Reading passage –
In vitro treatment with CYP.

Assessment of CYP cytotoxicity to islets was carried out in a 96-well microplate with a modified procedure of Meyer et al. (29). Ten overnight-cultured islets from MT transgenic or nontransgenic mice on FVB background (26) were incubated for 5 h in 200 μl culture medium (pH 7.4) containing 4 mmol/l NADP+, 4 mmol/l glucose-6-phosphate, 2 mU/ml glucose-6-phosphate dehydrogenase, 75 μg protein/ml mouse liver microsome extract (30), and the indicated concentrations of CYP. After CYP treatment, the culture medium was replaced with 200 μl fresh culture medium and islets were incubated for another 16 h. After incubation, islet morphology was examined and islet DNA content was measured with PicoGreen (Molecular Probes).

Western blot analysis.

Fifty to 100 islets freshly isolated from mice without or with CYP treatment for 4 or 7 days or 200 cultured islets without or with cytokine mix treatment for 24 h were lysed in 40–50 μl cold lysis buffer (20 mmol/l Tris, pH 7.5, 150 mmol/l NaCl, 1 mmol/l EDTA, 1 mmol/l EGTA, 1% Triton X-100, 2.5 mmol/l sodium pyrophosphate, 1 mmol/l β-glycerophosphate, 1 mmol/l Na3VO4, 1 mmol/l dithiothreitol, 1 μg/ml leupeptin, and 1 mmol/l phenylmethylsulfonyl fluoride) by sonication and centrifuged at 11,000g for 30 min. Equal amounts of protein (10 μg for signaling proteins or 40 μg for cleaved caspase 3) were separated by SDS-PAGE (Bio-Rad) and transferred to polyvinylidine fluoride membranes. After blocking with 5% nonfat dry milk in 0.1% Tween-20 Tris-buffered saline solution, blots were incubated with antibodies against phosphorylated-Akt (1:1,000), Akt (1:1,000), phosphorylated-Foxo-1 (1:1,000), PDX-1 (1:7,000), cleaved caspase 3 (1:1,000), total caspase 3 (1:1,000), or β-actin (1:4,000) overnight at 4°C. Blots were further incubated with appropriate peroxidase-labeled secondary antibodies (1:2,000 dilution). The immune complexes were identified using the enhanced chemiluminescence detection system (Amersham).

Data analysis.

Data are presented as means ± SE. Statistical analysis was performed by ANOVA plus Tukey’s post hoc test for multiple comparisons. The cumulative incidence of diabetes was calculated for each group, and the significant difference was tested by Kaplan-Meier log-rank survival test.

Generation of speed congenic NOD mice with overexpression of antioxidants in pancreatic β-cells.

Using a speed congenic strategy (27), the MT (26), catalase (5), and MnSOD (6) transgenes were transferred from the FVB strain onto the NOD background by backcrossing for up to nine generations. Successive backcrosses were selected based on PCR-genotyping for all 19 NOD diabetic susceptibility loci (Idd1 to Idd19) until mice were homozygous for all NOD alleles. Mice used in this study were the littermates born from the intercross between transgenic and nontransgenic NOD mice.

Provided information –
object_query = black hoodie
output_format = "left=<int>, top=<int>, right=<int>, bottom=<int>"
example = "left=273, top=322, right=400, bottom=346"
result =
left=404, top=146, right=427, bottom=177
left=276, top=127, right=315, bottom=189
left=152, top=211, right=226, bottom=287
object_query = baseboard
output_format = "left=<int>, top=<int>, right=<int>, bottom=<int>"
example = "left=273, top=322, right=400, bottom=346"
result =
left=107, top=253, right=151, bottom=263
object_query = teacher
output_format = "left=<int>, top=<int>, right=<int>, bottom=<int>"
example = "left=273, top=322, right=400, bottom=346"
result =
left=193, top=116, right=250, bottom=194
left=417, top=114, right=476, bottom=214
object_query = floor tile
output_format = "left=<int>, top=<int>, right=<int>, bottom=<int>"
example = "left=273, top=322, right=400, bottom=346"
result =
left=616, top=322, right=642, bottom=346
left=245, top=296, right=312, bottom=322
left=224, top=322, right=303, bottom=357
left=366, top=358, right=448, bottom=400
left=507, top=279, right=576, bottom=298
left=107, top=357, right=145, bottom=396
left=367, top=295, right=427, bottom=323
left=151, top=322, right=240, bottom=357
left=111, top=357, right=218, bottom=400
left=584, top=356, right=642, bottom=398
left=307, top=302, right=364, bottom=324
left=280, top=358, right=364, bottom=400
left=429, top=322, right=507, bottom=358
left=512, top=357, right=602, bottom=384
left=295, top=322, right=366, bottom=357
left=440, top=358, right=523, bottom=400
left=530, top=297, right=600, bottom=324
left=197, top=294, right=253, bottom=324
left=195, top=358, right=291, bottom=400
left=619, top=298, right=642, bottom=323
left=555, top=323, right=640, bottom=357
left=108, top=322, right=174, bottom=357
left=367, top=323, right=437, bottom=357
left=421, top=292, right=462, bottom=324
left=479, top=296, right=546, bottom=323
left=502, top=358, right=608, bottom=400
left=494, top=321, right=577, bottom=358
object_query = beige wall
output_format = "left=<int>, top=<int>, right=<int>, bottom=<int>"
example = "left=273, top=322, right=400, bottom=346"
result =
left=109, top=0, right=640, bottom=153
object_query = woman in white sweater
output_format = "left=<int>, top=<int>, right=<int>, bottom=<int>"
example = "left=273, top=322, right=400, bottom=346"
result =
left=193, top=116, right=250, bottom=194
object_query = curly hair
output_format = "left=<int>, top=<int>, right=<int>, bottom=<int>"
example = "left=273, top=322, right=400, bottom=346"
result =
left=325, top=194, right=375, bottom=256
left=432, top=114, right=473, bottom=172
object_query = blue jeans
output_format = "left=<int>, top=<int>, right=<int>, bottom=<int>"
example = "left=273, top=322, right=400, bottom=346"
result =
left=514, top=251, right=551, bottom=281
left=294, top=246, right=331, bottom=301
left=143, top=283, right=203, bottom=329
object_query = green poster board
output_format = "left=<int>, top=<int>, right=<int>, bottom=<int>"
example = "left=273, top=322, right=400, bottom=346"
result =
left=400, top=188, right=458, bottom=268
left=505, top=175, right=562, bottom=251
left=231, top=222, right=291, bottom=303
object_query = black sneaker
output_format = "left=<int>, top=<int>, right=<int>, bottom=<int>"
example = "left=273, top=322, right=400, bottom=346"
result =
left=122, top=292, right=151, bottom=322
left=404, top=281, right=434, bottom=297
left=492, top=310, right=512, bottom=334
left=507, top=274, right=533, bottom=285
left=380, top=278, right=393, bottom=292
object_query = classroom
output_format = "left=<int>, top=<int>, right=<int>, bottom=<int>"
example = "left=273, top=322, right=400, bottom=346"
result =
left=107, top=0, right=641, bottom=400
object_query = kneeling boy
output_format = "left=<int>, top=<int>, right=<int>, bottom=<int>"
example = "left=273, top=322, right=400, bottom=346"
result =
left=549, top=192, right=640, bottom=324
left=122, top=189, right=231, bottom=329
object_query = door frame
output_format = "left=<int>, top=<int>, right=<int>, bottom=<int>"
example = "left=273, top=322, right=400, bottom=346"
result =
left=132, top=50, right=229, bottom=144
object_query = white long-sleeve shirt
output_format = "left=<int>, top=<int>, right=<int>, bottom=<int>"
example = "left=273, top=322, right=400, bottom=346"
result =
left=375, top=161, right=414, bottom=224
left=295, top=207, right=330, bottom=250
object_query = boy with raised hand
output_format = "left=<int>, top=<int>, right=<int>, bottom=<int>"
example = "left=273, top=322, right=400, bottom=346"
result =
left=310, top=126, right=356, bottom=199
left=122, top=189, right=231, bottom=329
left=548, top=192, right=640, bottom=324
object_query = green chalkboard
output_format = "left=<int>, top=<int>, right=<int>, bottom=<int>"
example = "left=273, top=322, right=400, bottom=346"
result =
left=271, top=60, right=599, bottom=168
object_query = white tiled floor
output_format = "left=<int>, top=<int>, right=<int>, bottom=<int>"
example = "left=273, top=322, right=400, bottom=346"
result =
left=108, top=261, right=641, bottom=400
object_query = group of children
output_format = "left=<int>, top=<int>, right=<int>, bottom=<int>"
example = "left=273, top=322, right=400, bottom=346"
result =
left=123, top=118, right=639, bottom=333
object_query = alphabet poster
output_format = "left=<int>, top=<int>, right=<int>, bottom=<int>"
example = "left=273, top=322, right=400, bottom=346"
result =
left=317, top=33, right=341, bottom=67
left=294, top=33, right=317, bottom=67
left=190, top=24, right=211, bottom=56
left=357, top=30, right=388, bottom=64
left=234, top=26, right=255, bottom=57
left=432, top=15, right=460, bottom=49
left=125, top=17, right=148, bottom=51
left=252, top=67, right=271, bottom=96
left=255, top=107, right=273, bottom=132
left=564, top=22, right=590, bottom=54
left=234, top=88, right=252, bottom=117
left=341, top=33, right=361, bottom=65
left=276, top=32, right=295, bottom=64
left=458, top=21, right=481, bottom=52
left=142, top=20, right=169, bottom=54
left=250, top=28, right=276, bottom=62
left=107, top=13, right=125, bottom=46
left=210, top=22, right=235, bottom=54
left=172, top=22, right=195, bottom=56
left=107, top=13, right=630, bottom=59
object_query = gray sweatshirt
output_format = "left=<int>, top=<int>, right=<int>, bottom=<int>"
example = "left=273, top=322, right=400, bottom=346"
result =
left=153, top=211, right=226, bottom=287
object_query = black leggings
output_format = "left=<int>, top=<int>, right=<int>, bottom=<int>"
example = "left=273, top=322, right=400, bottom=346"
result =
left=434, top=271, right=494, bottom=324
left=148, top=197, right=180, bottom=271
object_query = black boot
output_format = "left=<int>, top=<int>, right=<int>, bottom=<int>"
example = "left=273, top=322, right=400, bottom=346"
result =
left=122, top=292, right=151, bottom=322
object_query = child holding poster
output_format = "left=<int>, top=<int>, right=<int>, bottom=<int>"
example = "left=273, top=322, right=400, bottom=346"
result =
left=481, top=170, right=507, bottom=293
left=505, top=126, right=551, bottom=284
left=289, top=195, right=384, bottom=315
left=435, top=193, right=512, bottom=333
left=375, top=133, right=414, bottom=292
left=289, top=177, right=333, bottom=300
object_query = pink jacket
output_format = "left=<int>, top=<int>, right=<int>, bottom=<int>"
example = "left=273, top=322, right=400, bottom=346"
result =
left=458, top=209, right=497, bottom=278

Tasks and exercises –
a) In the methods text, state why Tukey's post hoc test was added to the ANOVA and what the Kaplan-Meier log-rank survival test was used to test.
b) Revise the methods text starting with "Data are presented" and going on through "nontransgenic NOD mice.", changing "nine generations" to "ten generations".
The records are separate from the methods text.

Answers for the tasks –
a) Tukey's post hoc test was added to the ANOVA to handle multiple comparisons. The Kaplan-Meier log-rank survival test was used to test for a significant difference in the cumulative incidence of diabetes calculated for each group.

b)
Data are presented as means ± SE. Statistical analysis was performed by ANOVA plus Tukey’s post hoc test for multiple comparisons. The cumulative incidence of diabetes was calculated for each group, and the significant difference was tested by Kaplan-Meier log-rank survival test.

Generation of speed congenic NOD mice with overexpression of antioxidants in pancreatic β-cells.

Using a speed congenic strategy (27), the MT (26), catalase (5), and MnSOD (6) transgenes were transferred from the FVB strain onto the NOD background by backcrossing for up to ten generations. Successive backcrosses were selected based on PCR-genotyping for all 19 NOD diabetic susceptibility loci (Idd1 to Idd19) until mice were homozygous for all NOD alleles. Mice used in this study were the littermates born from the intercross between transgenic and nontransgenic NOD mice.